[[ Exercise text, beginning ]]

Tuesday, April 1, 2014
The Oso Slide
Above is a recent photograph of an area in Oso, Washington. Last month, a massive landslide of earth, loosened by a month of torrential rains, slid down the hillside and buried a street of homes at the bottom of the slope near the Stillaguamish Riveer.
Most of the reports have been of people lost and dead. The excavation will continue for a long time. The loss of life has been great and tragic. We need to understand what happened.
This Sunday, in the New York Times Review section, Timothy Egan discussed the slide, praising fly fishermen, Native Americans and wise biologists. He also took a big swipe at the lumber industry, saying this:
"A federal survey determined that nearly 50 percent of the entire basin above Deer Creek had been logged over a 30-year period. It didn't take a degree in forestry to see how one event led to the other (the slide)."
In one sense, Egan is right. It didn't take a degree in forestry. What it took was some understanding of geology.
Big slides on the same hillside were recorded in 1949, 1951, 1967, 1988 and 2006. The slides started before the logging Egan deplores, most likely hundreds of years before anyone besides Native Americans arrived in the area.
The slide in January 2006 re-arranged the course of the Stillaguamish River, and not for the first time. There were reports of "the eerie sound of trees constantly snapping as the river pushed them over." Meanwhile, work continued on five new homes on Steelhead Drive, which now is buried in mud. Another home was added in 2009, and a new double-wide mobile home was located on the street in 2013. One question that deserves an answer is why Snohomish County didn't act long ago to stop development on Steelhead Drive.
The dangers had been reported. Warnings came in a 1997 watershed analysis by the State of Washington that apparently never was implemented. In a 1999 report by the Army Corps of Engineers. In a 2010 report by the Snohomish County Department of Emergency Management.

[[ Exercise text, end ]]
[[ Dataset content, beginning ]]

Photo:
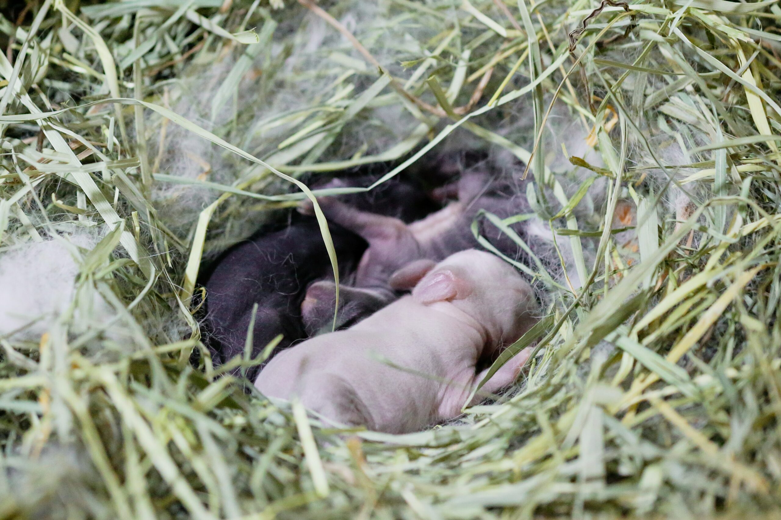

[[ Dataset content, end ]]

> **Exercise goal**: Can you extend the text on the Oso slide, picking up after its last sentence?

> **Expected answer**:
Take a look at the slide area at the base of mountain below. What you see are many large trees uprooted and carried down the hill. In fact, the heavy rains in March seem to have saturated the ground to a level below tree roots. That the slide washed so many trees down the slope suggests that tree roots were not enough to hold the land in place.
I was raised in the Pacific Northwest, and I actually know a few foresters. I talked with a couple of them yesterday.
They reminded me of a few facts. First, when forest areas are clearcut, the tree roots remain and decompose over a period of years, slowly releasing their hold on the land beneath. Meantime, forests are replanted (as required by law) and grow to replace the trees that were cut. If Egan had gone back last month to the clearcut area he observed 25 years ago, he would have found substantial stands of large trees.
"Look at the photos from the slide in Washington," one forester told me. "There are trees, big ones, at the top of the area. The idea that this was caused by over logging, especially 25 years ago, is b------t."
Back to Mr. Egan. "Yes, but who wants to listen to warnings by pesky scientists, to pay heed to predictions by environmental nags, or allow an intrusive government to limit private property rights? That's how these issues get cast. And that's why reports like the ones done on the Stillaguamish get shelved. The people living near Oso said no one ever informed them of the past predictions (of hillside slides)."
It seems to me that the "pesky scientists" who were ignored were the geologists who warned repeatedly that the hillside was unstable and that mud slides, including big ones, were inevitable.
As for the environmentalists, whom Egan imagines are regarded by loggers as "environmental nags," they also seemed to be concerned about the hillside.
"I don't think that the fact that the slide happened surprised anyone who has looked at this area before," said a conservation expert at Oregon Wild, a nonprofit group. "It wasn't really a matter of if, but when."
There's a lot of snark in Egan's article and disdain for people asserting property rights. He resents that the company that owned the land at the top of the hillside pushed hard to log it. And it appears there may have been an extra acre logged on top of the hillside. In fact, the logging took place in what has been described as a pie-shaped slice, with the narrow tip near the crest of the hillside. The slide originated from a much broader area.
It's unfortunate the New York Times couldn't find a commenter who was less absorbed with righteous certainty and better acquainted with the facts on the ground in Oso.
Well stated - yes, too bad only one view point is considered.